Set problem – Return every line of the entries below verbatim, with nothing changed.

Data section –

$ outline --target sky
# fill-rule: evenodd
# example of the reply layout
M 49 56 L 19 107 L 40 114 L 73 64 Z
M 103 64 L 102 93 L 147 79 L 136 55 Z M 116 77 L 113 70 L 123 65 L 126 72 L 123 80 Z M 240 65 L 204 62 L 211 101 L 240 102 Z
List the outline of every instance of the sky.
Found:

Solution for this task –
$ outline --target sky
# fill-rule: evenodd
# example of the reply layout
M 49 56 L 19 107 L 40 114 L 73 64 Z
M 103 64 L 102 93 L 147 79 L 136 55 Z M 116 77 L 113 70 L 123 65 L 126 72 L 123 80 Z M 240 65 L 204 62 L 211 101 L 240 102 Z
List the outline of every instance of the sky.
Found:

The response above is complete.